提示文 →
# # #

読書録

シリアル番号 995

書名

地球に未来はあるか 地球温暖化・森林伐採・人口過密

著者

G・R・テイラー

出版社

みすず書房

ジャンル

環境

発行日

1971/2/5初版第1刷
1998/3/23新装第1刷

購入日

2008/12/15

評価

原題:The Doomsday(最後の審判) Book by Gordon Rattray Taylor

鎌倉図書館蔵

巻頭のヨハネ黙示録7、8、9章の引用で始まる。

40年前に書かれたものであるが大部分は予想通りである。

原子力が排出する放射性廃棄物に関しては、10.756年の半減期をもつクリプトン85と12.32年の半減期をもつトリチウム(三重水素)がある。

# # #

資料 →
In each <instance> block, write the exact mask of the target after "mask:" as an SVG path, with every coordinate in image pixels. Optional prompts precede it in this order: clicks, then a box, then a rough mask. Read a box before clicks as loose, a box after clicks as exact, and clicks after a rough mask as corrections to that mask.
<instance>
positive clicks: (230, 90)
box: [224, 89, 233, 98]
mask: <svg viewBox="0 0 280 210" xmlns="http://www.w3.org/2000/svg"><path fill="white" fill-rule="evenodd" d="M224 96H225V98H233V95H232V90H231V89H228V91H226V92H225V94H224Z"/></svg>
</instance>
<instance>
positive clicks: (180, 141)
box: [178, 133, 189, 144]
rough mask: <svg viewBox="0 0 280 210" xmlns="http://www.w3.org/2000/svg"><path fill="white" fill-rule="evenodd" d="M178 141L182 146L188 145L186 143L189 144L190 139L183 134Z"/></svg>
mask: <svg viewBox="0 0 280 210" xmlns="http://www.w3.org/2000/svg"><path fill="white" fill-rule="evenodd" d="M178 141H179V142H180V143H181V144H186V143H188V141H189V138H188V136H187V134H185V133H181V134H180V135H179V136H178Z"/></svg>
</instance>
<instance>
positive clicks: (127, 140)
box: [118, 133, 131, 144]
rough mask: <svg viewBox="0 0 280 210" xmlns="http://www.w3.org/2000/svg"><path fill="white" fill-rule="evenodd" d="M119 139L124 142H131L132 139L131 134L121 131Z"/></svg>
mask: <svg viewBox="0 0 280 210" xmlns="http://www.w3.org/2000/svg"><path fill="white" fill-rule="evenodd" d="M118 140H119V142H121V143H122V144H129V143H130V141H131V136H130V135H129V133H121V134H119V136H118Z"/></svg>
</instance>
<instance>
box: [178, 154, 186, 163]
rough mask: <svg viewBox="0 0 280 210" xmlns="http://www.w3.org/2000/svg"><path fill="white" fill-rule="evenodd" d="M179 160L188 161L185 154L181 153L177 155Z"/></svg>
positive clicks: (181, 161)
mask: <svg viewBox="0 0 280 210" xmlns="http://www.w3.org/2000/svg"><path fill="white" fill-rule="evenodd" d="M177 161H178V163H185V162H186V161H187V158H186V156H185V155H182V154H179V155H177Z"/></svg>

# # #

やってみよう →
読書録を読んで、次の問いに答えなさい。
1. この本の出版社はどこか。
2. 新装第1刷の発行日はいつか。
3. トリチウム(三重水素)の半減期は何年とされているか。
記録は本問では用いない。

解答 →
1. みすず書房
2. 1998/3/23
3. 12.32年